§ Excerpt to read
((
Iwakuni commander’s wife recycles e-mails into book

By Teri Weaver, Stars and Stripes
Pacific edition, Tuesday, February 27, 2007

It may seem like a very bad idea to spill coffee on a Marine colonel while he’s wearing a white sweater.

But for Lisa Dyer, that mishap six years ago led to love, marriage and a new life within the U.S. military.

It also led Dyer, 45, to write and her first book, “Spilled Coffee,” the story of her transition from civilian life to that of a U.S. Marine Corps commander’s wife.

“I was scared of the whole Marine thing,” Dyer said, remembering how that chance encounter on a plane from Chicago to Colorado grew into a long-distance correspondence with Michael Dyer, now the base commander of Marine Corps Air Station Iwakuni.

“Marines are known for being tough and straightforward, which he is,” she said during a recent phone interview. “But I also learned he is a wonderful human being.”

Dyer’s military lesson has gone from a simple matter of geography — she was unsure of the location of the U.S. Naval Academy, Col. Dyer’s alma mater, when he suggested it as the site of their marriage — to the rules of daily life as an officer’s spouse and an employee at Iwakuni’s Red Cross office.

She’s experienced the moves, first to Colorado Springs, then to Okinawa and now Iwakuni, all in the past five years. She admits to the frustrations of living in the fishbowl environment on a base, where everyone knows everyone and all eyes are on the commander and his wife.

But most of all, she says, her new life has brought her a personal appreciation of the military’s work around the world. She’s hosted friends and family at military bases, met war veterans from other countries and known friends and colleagues who have died in conflict.
))
§ Data for review
((
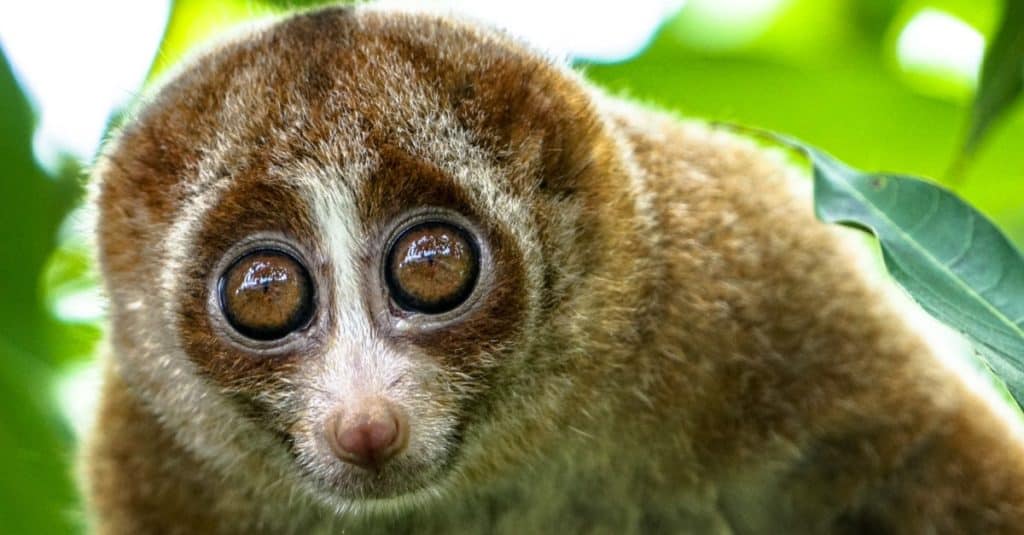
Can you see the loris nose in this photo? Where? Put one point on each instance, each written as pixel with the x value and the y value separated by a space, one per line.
pixel 368 439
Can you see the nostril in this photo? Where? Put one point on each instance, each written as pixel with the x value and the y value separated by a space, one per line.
pixel 367 440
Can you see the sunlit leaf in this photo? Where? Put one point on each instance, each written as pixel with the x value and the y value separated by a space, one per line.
pixel 947 255
pixel 1001 76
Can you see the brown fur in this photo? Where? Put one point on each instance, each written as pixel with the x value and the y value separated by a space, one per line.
pixel 664 338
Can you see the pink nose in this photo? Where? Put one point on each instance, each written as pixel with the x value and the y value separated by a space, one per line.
pixel 367 440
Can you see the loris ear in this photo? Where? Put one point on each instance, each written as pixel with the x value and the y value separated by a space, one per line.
pixel 532 116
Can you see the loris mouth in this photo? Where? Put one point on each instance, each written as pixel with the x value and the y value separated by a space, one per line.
pixel 395 481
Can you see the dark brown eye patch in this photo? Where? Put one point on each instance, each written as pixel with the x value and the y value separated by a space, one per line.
pixel 431 268
pixel 266 294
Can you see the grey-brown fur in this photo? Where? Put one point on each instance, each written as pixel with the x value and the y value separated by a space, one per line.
pixel 667 340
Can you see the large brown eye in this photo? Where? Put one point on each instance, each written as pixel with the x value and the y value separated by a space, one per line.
pixel 266 294
pixel 432 268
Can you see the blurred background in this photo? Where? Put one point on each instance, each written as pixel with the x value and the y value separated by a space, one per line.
pixel 882 84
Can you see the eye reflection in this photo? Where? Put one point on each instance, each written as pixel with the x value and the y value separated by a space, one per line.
pixel 266 294
pixel 432 268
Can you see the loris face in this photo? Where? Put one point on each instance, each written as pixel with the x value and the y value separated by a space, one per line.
pixel 353 245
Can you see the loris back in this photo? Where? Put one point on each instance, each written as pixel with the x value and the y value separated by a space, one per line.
pixel 376 272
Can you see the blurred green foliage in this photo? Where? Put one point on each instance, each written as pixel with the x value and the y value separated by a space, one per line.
pixel 823 71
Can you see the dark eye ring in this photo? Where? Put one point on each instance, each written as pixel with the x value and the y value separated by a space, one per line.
pixel 266 294
pixel 431 266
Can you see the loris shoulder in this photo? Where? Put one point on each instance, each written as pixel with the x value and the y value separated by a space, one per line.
pixel 375 272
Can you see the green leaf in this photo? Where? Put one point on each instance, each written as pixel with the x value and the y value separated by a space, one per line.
pixel 1001 76
pixel 947 255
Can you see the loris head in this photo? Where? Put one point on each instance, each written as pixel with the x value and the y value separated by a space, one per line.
pixel 368 255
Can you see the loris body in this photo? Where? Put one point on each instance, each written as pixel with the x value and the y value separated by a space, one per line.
pixel 387 273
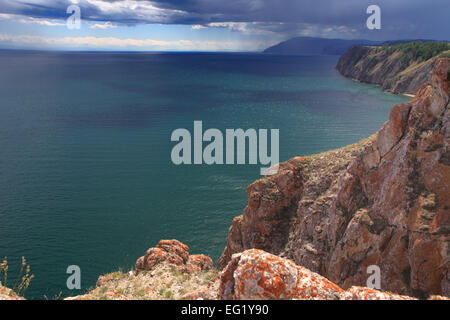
))
§ Complete the following
• a. (i) In the article about Lisa Dyer, on which flight route did the coffee mishap happen?
(ii) What school did Col. Dyer attend?
(iii) Where has Lisa Dyer lived over the past five years, in order?
• b. Can you resume the article about Lisa Dyer, picking up after its final sentence?

§ Outputs by task
• a.
(i) A plane from Chicago to Colorado.
(ii) The U.S. Naval Academy.
(iii) Colorado Springs, then Okinawa, and now Iwakuni.

• b.
“Now I look at the bigger picture better,” she said. “The military is a very serious thing. And I think it’s made me a better person.”

The book grew out of a collection of e-mails she sent home to friends and family during the new couple’s first overseas assignment together on Okinawa. Dyer, a former medical conference coordinator who grew up in suburban Illinois, wrote home once a week about her new life in Japan and on a military base.

Her friends and family suggested she turn the letters into something more. Last spring, she self-published “Spilled Coffee” at Lulu, an online publisher. The book can be ordered from Lulu.com, and a copy is available at Iwakuni’s library.

Dyer says she avoided offering advice in the book, though she’s met many spouses who married servicemembers without a primer to guide them through the transition. For her, the key is being open and inquisitive about the lifestyle.

“To this day, I still ask tons of questions,” she said, laughing.

Most of all, she said, she follows the advice her husband gave her: “Just be yourself and keep an open mind and heart.”